Continue the post about the toddler's floortime and play skills from the point where it stops.

= Document extract =
═══
Brief background info: My DS is almost 3 and has a mild ASD- he is verbal (very echolalic but capable of original and spontaneous language), affectionate and pretty bright. The vast majority of his therapy takes place at home with me.
So I've been doing floortime with my son for some time now and I've found that this has vastly improved his communication skills. I think I've been focusing on his language and communication in everything I do with him as this has been my greatest concern and obviously the issue that makes the most difference for us at home. However, in putting so much focus on this I think I've neglected another important component and now that DS will start preschool in September I'm kind of panicking about his social and play skills.
So lately I've been trying to switch gears and focus on imaginative play and generally learning HOW to play with the many, many toys we have that DS loves to fiddle with but doesn't properly play with, as well as work on skills and language that will help him facilitate play with the other kids. DS does go to playgroup and to a gymnastics class that is "play based" and we go to the playground all the time- but he doesn't really play with the other kids. Up till now I thought it was beneficial for him to just BE at these things and around other kids and that he might pick up things being around them or be motivated to try playing with them. But no such luck.
═══
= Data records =
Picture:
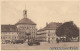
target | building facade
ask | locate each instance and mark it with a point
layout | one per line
(26, 26)
(19, 31)
(49, 31)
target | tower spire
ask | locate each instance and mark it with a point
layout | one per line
(25, 12)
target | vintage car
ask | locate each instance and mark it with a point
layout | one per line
(33, 42)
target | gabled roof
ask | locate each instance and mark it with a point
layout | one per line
(25, 21)
(8, 28)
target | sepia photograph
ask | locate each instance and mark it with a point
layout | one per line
(40, 25)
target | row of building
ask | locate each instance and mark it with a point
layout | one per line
(25, 26)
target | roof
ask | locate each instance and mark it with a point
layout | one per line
(25, 21)
(41, 30)
(8, 28)
(52, 26)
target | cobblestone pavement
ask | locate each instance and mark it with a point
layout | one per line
(42, 46)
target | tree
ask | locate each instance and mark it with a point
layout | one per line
(68, 29)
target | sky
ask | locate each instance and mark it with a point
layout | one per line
(40, 12)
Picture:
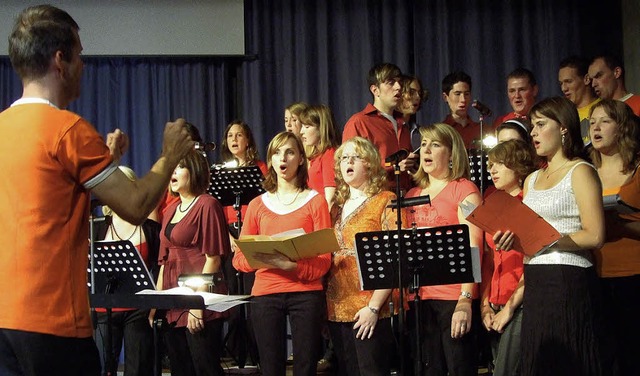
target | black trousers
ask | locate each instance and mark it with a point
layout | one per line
(195, 354)
(368, 357)
(132, 327)
(269, 318)
(35, 354)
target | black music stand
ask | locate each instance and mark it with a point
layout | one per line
(235, 187)
(117, 268)
(479, 175)
(431, 256)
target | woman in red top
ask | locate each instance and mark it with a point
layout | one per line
(447, 309)
(288, 287)
(239, 145)
(510, 162)
(193, 239)
(320, 139)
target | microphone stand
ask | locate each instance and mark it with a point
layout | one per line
(401, 318)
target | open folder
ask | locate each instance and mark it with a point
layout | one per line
(295, 245)
(501, 211)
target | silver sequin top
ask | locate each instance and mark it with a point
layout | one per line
(558, 206)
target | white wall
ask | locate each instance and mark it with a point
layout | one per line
(146, 27)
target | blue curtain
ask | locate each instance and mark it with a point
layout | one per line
(139, 95)
(320, 52)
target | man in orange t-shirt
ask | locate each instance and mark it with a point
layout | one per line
(52, 159)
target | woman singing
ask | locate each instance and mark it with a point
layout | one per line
(194, 237)
(359, 321)
(447, 310)
(287, 287)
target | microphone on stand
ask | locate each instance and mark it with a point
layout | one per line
(482, 108)
(205, 146)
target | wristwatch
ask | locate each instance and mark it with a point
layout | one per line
(465, 294)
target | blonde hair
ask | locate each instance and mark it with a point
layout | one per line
(320, 116)
(131, 175)
(376, 177)
(450, 138)
(270, 183)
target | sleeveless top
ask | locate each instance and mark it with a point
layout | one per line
(558, 206)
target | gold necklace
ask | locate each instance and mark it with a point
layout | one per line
(114, 232)
(180, 206)
(554, 171)
(292, 201)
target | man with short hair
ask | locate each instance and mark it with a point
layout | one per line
(456, 92)
(381, 124)
(52, 159)
(607, 78)
(522, 90)
(576, 86)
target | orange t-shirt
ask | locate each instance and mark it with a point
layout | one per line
(50, 159)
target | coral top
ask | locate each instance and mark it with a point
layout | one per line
(262, 219)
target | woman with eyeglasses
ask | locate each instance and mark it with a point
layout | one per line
(286, 287)
(359, 321)
(447, 312)
(320, 139)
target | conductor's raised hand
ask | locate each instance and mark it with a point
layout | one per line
(176, 140)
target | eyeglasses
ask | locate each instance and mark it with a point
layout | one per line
(347, 158)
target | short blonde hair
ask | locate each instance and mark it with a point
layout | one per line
(450, 138)
(377, 176)
(131, 175)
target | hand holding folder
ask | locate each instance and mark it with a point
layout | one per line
(295, 245)
(501, 211)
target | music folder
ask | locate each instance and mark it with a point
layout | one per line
(294, 244)
(501, 211)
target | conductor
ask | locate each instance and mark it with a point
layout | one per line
(51, 160)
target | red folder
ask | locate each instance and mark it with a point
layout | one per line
(501, 211)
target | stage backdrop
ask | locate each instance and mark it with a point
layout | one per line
(320, 52)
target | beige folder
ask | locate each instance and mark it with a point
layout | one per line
(295, 245)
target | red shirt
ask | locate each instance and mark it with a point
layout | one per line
(372, 125)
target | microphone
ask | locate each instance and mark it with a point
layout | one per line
(205, 146)
(397, 156)
(413, 201)
(482, 108)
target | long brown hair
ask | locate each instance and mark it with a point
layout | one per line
(627, 136)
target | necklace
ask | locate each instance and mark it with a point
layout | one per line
(288, 203)
(554, 171)
(188, 207)
(114, 232)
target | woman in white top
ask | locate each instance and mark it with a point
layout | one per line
(562, 326)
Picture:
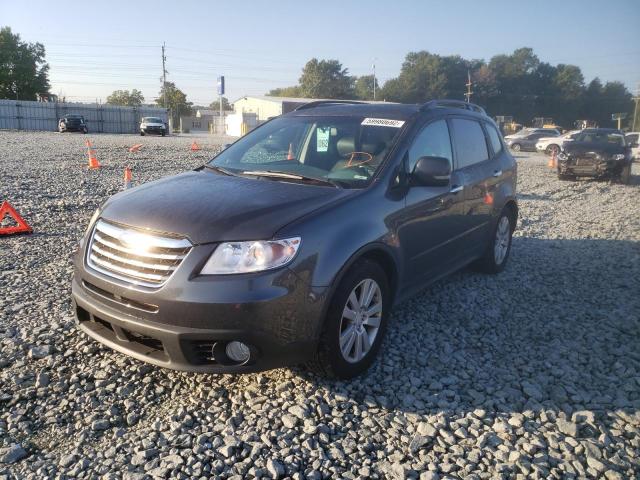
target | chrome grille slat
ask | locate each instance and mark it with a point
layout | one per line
(112, 251)
(98, 238)
(135, 263)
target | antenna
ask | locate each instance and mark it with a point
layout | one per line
(467, 95)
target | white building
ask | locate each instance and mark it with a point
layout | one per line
(268, 107)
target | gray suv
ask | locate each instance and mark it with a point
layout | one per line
(294, 243)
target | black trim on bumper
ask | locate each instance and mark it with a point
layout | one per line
(186, 348)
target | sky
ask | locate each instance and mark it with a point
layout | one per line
(94, 48)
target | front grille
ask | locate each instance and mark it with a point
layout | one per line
(133, 256)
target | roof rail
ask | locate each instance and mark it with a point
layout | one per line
(321, 103)
(452, 104)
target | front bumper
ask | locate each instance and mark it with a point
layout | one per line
(590, 167)
(178, 326)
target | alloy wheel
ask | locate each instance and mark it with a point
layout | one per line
(360, 320)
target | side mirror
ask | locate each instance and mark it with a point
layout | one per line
(431, 172)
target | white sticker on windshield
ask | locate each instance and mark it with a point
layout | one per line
(322, 139)
(383, 122)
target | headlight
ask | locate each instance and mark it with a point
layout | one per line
(245, 257)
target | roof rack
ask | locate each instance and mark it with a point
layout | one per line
(322, 103)
(452, 104)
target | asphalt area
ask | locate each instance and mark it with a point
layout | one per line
(534, 373)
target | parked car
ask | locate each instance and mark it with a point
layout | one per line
(551, 132)
(293, 244)
(528, 142)
(551, 145)
(633, 139)
(152, 125)
(72, 123)
(596, 152)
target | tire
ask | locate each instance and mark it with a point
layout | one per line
(330, 360)
(625, 175)
(491, 261)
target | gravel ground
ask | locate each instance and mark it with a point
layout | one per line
(534, 373)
═══
= Answer to the problem =
I do know that in kids with ASD these things do have to be taught... but I'm really struggling with how to do this. I really want to give him the best possible start at preschool- it's not a special ed preschool or anything. As far as I know he will be the only kid with ASD. It is a teaching preschool (attached to a university, the teachers are highly educated professionals who also teach early education and the uni students are assistants in the classes) so they are happy to have DS and work with his us as a learning experience for their students. It's not ideal but it's the absolute best we could find for DS here.
I'm looking for any ideas or resources that will lead me in the right direction. How do I teach him to PLAY with things and with other kids? I try to model how to play with his toys but that rarely holds his interest. We don't really have close friends/kids for him to "practice" with in a controlled setting here.
His social skills need work too- he often gets way too close to other kids and is inappropriate with touching etc. and he hasn't yet learned how to great them or initiate interaction etc. I'm getting a social stories picture book and hoping to practice this this summer.
All this social stuff seems so overwhelming as for the longest time I was focusing on language and communication. I thought THAT was difficult... but I'm actually a language teacher so maybe I had an easier time with it. This social skills and play stuff is really throwing me for a loop and I just don't know where to start or what to do. And I'm only just realising now that these will be the hardest things for DS to get a handle on as he grows up. (I know, DUH...) I need to get a move on it.
Also...any other tips for getting DS ready for preschool? What did you find really helped your little ones as they started out in the real world??? It's so scary...
Thanks as always...
ETA: anyone know of a social skills book or video for preschool aged kids? Most I've found are for older kids... Jed Baker etc...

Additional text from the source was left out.